Santo Antônio do Rio Abaixo is a Brazilian municipality located in the state of Minas Gerais. The city belongs to the mesoregion of Belo Horizonte and to the microregion of Conceição do Mato Dentro. The estimated population in 2025 was 1,856 inhabitants.

==History==
Santo Antônio do Rio Abaixo came about with its clusters of houses occupying a space between the rough edges of an auriferous river and the slopes of small hills. The expedition that founded Santo Antônio do Rio Abaixo consisted of families of Portuguese explorers Duarte and Alvarenga. The pioneers started mining gold in the lands of the Morro Grande Farm, building, on the right bank of a river, a chapel to St. Anthony and also their huts, thus forming a small village. Because it was built following the currents of water, it was named Santo Antônio do Rio Abaixo. Later, it increased to a town and became a district of Conceição do Mato Dentro, on January 4, 1875. Emancipated on March 1, 1963.

===Foundation===
In 1695, the pioneer Borba Gato discovers gold in Sabara. Then, Borba Gato explores the Santo Antônio river in the city of Ferros, where fixed residence (town Borba Gato). With it, other explorers came and were found in abundance, alluvial gold in the Santo Antônio river, secure residences in its right edge, giving rise to the camp of Santo Antônio do Rio Abaixo. In the year 1787, with a population fixed the River St. Anthony, estimated upwards of 400 people, José Ferreira Santiago, asked Queen Maria I of Portugal permission to raise a chapel which would serve him and his neighbours. His request was accepted on March 10, 1788.

===Emancipation===
The creation of the Santo Antônio do Rio Abaixo occurred on December 30, 1962. The installation also occurred on March 1, 1963. On June 30, there were the first elections for mayor, deputy mayor and the aldermen of the City Council, being sworn in on September 3, 1963.

__WORK TASK__: Write the next part of the text on Santo Antônio do Rio Abaixo, continuing from its last sentence. The listing that follows isn't needed for anything here.

__SUPPLIED MATERIAL__:
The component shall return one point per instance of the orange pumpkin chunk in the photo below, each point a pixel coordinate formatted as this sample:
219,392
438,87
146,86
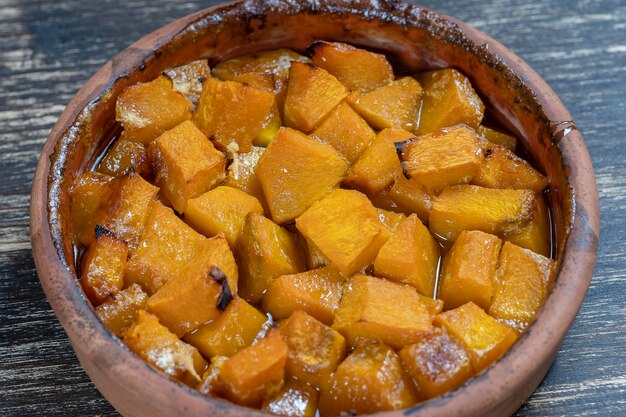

__ANSWER BOX__:
==Geography==
Located in the Doce river ("Rio Doce) basin, Santo Antônio do Rio Abaixo is 190 km from Belo Horizonte, by the MG-010, BR-381 and BR-120. Situated between the hills and mountains, it is a typical small town in Minas Gerais, although since the 1980s it has lost much of its older architecture. The latest architectural losses were the mill at the entrance of the city and parish house, colonial-style house, which, beside the church, was certainly the oldest house in town. Currently, the oldest buildings are restricted to the mansions of the farms around the city.

The highest point near the urban area is the Mount Cristal, with 897m of altitude. The Santo Antônio river is the main river of the city and its waters with rapids are the major attraction of the city. The wastewater produced by the city still is not treated and is discharged raw in Santo Antônio River.

Within the limits of the municipality, there is the Peixe River, which cascades and waterfalls attract many tourists every year.

==Administration==
- Mayor: Marluce Oliveira Duarte
- Vice-mayor: Jairo Duarte Azevedo
- Speaker of the house: Antônio Andrade de Oliveira

===Quarters===
- Quarter Centro (Beira d'água)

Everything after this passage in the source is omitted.